Region pointing data:
────
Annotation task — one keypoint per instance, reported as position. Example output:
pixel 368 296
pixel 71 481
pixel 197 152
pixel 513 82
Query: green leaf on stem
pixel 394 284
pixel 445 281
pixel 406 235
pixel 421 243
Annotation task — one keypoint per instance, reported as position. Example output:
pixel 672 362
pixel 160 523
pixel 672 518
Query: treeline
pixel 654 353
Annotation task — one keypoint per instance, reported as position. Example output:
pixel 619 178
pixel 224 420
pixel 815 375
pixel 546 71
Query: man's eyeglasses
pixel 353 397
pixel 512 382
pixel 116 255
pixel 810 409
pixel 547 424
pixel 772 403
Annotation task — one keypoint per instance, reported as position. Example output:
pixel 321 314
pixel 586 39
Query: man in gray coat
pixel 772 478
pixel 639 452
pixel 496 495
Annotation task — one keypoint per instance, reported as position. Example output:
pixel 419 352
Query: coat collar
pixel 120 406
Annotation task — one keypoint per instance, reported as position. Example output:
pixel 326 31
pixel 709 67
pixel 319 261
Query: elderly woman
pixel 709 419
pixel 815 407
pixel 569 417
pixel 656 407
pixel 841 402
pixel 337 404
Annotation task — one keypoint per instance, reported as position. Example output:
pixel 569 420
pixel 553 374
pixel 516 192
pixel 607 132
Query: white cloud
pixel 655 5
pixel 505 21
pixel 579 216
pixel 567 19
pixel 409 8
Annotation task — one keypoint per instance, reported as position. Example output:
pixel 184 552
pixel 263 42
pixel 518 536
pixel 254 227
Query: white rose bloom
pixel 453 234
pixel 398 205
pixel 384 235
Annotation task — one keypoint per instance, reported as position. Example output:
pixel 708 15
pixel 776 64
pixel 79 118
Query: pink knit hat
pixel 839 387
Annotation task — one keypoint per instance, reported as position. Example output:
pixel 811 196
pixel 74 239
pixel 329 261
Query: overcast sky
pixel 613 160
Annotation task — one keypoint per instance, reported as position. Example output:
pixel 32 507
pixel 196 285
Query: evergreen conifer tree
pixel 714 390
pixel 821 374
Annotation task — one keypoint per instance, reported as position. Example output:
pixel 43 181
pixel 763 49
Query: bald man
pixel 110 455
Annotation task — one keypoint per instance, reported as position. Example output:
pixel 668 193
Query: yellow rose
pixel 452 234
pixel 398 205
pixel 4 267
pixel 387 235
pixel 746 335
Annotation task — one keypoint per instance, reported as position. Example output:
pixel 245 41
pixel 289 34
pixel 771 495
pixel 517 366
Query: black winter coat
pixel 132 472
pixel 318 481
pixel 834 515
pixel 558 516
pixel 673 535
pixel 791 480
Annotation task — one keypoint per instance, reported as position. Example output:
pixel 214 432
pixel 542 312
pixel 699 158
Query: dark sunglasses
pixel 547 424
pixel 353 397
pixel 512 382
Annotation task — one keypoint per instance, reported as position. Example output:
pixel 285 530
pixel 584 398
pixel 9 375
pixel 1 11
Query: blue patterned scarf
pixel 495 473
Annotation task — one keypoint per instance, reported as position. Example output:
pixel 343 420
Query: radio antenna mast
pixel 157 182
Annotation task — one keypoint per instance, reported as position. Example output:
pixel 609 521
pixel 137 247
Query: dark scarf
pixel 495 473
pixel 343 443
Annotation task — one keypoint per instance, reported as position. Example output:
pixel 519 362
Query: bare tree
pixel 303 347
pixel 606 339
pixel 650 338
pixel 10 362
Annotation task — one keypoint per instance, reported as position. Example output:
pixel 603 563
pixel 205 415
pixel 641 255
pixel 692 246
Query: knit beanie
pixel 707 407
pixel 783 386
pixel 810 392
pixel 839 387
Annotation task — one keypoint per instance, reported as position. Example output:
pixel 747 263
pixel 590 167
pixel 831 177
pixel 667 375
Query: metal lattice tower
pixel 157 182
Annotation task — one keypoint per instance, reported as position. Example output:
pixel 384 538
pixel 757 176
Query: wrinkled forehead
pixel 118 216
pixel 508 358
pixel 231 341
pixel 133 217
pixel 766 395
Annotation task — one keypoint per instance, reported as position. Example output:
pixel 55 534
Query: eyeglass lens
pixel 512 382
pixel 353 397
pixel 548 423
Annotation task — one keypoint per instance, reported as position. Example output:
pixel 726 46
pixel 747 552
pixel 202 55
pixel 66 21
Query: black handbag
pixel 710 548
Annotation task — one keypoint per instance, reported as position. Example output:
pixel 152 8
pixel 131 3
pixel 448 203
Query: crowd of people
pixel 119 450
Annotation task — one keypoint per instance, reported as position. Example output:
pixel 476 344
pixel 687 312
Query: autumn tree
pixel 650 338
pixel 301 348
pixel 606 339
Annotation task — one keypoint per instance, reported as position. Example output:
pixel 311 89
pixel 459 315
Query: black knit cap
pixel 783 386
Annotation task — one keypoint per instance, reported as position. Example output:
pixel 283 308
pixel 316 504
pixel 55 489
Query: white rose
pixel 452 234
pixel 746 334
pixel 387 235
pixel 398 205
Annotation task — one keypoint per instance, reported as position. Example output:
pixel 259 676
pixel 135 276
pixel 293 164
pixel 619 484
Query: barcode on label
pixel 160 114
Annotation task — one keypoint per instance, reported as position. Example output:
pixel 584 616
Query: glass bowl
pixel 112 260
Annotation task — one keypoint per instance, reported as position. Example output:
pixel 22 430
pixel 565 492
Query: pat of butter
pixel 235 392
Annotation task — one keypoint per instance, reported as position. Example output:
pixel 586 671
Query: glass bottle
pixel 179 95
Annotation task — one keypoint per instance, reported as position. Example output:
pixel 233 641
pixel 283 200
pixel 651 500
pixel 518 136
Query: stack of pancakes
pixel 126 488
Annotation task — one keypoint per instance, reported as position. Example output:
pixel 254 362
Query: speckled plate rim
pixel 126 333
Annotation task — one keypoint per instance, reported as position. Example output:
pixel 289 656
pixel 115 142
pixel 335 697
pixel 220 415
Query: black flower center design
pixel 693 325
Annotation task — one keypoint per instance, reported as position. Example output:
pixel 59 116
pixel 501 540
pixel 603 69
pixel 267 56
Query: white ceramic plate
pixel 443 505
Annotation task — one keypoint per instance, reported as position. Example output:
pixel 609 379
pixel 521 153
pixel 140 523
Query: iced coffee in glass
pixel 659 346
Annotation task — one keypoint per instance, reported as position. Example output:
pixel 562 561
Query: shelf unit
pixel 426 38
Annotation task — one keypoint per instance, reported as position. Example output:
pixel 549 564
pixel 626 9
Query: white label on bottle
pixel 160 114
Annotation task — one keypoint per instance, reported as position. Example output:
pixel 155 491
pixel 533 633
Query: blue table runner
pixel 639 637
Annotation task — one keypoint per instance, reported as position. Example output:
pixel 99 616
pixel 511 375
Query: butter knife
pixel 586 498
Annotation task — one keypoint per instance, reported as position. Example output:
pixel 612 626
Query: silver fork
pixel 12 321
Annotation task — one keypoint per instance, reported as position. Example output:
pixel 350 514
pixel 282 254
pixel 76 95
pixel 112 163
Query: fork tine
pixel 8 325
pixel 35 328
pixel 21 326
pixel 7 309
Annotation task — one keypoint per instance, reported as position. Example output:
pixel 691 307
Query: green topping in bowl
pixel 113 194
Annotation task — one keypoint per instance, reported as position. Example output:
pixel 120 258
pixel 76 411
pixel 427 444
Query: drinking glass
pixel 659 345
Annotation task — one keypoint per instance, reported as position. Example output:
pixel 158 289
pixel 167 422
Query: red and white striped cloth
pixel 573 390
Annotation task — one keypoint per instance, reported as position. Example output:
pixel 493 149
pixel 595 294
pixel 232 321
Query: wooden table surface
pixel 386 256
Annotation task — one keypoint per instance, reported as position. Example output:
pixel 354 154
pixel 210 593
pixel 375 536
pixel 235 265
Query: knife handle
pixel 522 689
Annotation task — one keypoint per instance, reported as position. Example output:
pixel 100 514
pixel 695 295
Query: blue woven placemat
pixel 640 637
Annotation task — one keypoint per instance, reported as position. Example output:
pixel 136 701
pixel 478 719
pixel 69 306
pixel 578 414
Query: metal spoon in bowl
────
» Action item
Write down exactly the span of lines above from the one containing "pixel 254 362" to the one containing "pixel 375 536", both ends included.

» Output below
pixel 254 362
Query: speckled plate rim
pixel 126 333
Annotation task — one keypoint per instance, reported as position. Example output:
pixel 289 656
pixel 115 142
pixel 335 697
pixel 220 415
Query: black flower center design
pixel 693 325
Annotation task — one keypoint per instance, reported as position. Example output:
pixel 59 116
pixel 501 540
pixel 603 69
pixel 267 56
Query: white ceramic plate
pixel 443 505
Annotation task — one keypoint per instance, reported as position. Example output:
pixel 609 379
pixel 521 153
pixel 140 523
Query: iced coffee in glass
pixel 659 346
Annotation task — one keypoint per instance, reported as position. Example output:
pixel 562 561
Query: shelf unit
pixel 426 38
Annotation task — one keypoint per instance, reported as position. Example output:
pixel 549 564
pixel 626 9
Query: white label on bottle
pixel 160 114
Annotation task — one keypoint per instance, reported as position. Example output:
pixel 155 491
pixel 533 633
Query: blue table runner
pixel 639 637
Annotation task — one keypoint per instance, reported as position. Example output:
pixel 99 616
pixel 511 375
Query: butter knife
pixel 586 498
Annotation task — one keypoint per instance, reported as position. Example output:
pixel 612 626
Query: silver fork
pixel 12 321
Annotation task — one keypoint per instance, reported as position. Example output:
pixel 350 514
pixel 282 254
pixel 76 95
pixel 112 163
Query: fork tine
pixel 8 325
pixel 35 328
pixel 21 326
pixel 7 309
Annotation task — one keypoint per instance, reported as position. Example output:
pixel 691 307
Query: green topping in bowl
pixel 113 194
Annotation task — one keypoint per instance, reported as position. Example output:
pixel 120 258
pixel 76 411
pixel 427 444
Query: drinking glass
pixel 659 345
Annotation task — one keypoint per instance, reported as position. Example output:
pixel 158 289
pixel 167 422
Query: red and white striped cloth
pixel 573 390
Annotation task — one keypoint per instance, reported as position. Example output:
pixel 493 149
pixel 595 294
pixel 232 321
Query: wooden table surface
pixel 386 256
Annotation task — one keypoint per instance, reported as position. Example output:
pixel 354 154
pixel 210 593
pixel 375 536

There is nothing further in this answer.